- Exercise description
Copy each line of the listing below word for word, with nothing changed.
▽
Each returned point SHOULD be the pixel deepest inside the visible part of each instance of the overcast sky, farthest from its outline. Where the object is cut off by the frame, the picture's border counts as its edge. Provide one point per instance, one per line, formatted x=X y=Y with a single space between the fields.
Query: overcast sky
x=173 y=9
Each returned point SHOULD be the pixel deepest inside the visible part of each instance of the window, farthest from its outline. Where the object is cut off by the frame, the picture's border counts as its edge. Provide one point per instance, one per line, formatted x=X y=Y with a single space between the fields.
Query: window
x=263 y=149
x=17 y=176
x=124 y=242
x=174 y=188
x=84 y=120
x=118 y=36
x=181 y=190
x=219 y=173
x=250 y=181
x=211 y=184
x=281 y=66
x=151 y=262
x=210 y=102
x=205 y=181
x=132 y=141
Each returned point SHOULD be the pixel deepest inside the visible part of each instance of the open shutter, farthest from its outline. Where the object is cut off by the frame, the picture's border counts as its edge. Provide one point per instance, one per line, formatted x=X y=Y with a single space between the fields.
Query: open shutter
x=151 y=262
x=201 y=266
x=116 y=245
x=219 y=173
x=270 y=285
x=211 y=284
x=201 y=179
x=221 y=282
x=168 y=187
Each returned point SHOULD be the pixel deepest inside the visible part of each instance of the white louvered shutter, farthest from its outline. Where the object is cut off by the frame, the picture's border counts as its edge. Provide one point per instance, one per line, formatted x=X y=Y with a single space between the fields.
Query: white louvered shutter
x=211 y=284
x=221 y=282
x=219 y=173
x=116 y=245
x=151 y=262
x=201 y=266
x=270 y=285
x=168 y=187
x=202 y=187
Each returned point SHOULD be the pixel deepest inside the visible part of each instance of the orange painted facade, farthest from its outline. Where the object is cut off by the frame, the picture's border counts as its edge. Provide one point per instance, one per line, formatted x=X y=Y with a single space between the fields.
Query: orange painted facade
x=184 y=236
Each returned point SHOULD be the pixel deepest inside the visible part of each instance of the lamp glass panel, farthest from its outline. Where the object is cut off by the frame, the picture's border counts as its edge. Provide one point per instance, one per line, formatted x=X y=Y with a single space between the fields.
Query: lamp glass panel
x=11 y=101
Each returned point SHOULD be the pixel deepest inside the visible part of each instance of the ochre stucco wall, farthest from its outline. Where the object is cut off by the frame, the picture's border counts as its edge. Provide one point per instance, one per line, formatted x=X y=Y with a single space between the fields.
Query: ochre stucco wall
△
- Final answer
Each returned point SHOULD be the pixel deepest inside the visible part of each instance of the overcast sky, farthest from its outline. Where the object is cut off by the frame, the picture's border counts as its edge. Provide one point per instance, one per line, formatted x=X y=Y with a single space between the fields.
Query: overcast sky
x=173 y=9
Each returned point SHOULD be the pixel deepest inside the visible part of each instance of the window, farthest from its outline. Where the object is cut off by the frame, the picture's border counts as its edge. Provide one point per instance, one per line, formatted x=X y=Y with a single space between the fields.
Query: window
x=263 y=149
x=17 y=176
x=124 y=242
x=174 y=188
x=84 y=120
x=118 y=36
x=181 y=190
x=219 y=173
x=250 y=181
x=211 y=184
x=281 y=66
x=151 y=262
x=210 y=102
x=205 y=181
x=132 y=141
Each returned point SHOULD be the pixel deepest inside the visible part of each instance of the open shutter, farthest from its outline. Where the object is cut off by the frame, the picture's border counts as its edge. Provide one point per instance, one per line, formatted x=X y=Y with a single space between the fields.
Query: open shutter
x=151 y=262
x=201 y=266
x=116 y=245
x=219 y=173
x=270 y=285
x=211 y=284
x=201 y=179
x=221 y=282
x=168 y=187
Each returned point SHOULD be the pixel deepest inside the visible part of each instance of the white louvered shutter, farthest from its outline. Where the object is cut off by the frame, the picture's border counts as its edge. Provide one point per instance, one per line, formatted x=X y=Y with a single space between the fields.
Query: white louvered shutter
x=211 y=284
x=221 y=282
x=219 y=173
x=116 y=245
x=151 y=262
x=201 y=266
x=270 y=285
x=168 y=187
x=202 y=187
Each returned point SHOULD be the pixel deepest inside the visible part of each instance of the orange painted facade, farthest from its outline. Where the object is cut off by the frame, the picture's border counts as its edge. Provide one point per instance, one per line, formatted x=X y=Y with a single space between the fields.
Query: orange painted facade
x=184 y=236
Each returned point SHOULD be the pixel deepest inside the visible part of each instance of the lamp glass panel, farthest from its outline. Where the object is cut off by the frame, the picture's border counts as its edge. Provide one point per instance, one per line, formatted x=X y=Y with a single space between the fields.
Query: lamp glass panel
x=11 y=101
Each returned point SHOULD be the pixel deepest inside the visible part of each instance of the ochre stucco wall, farthest from its outline. Where the object is cut off by the frame, the picture's border counts as its edge. Provide one point per instance, one per line, formatted x=X y=Y with a single space between the fields.
Query: ochre stucco wall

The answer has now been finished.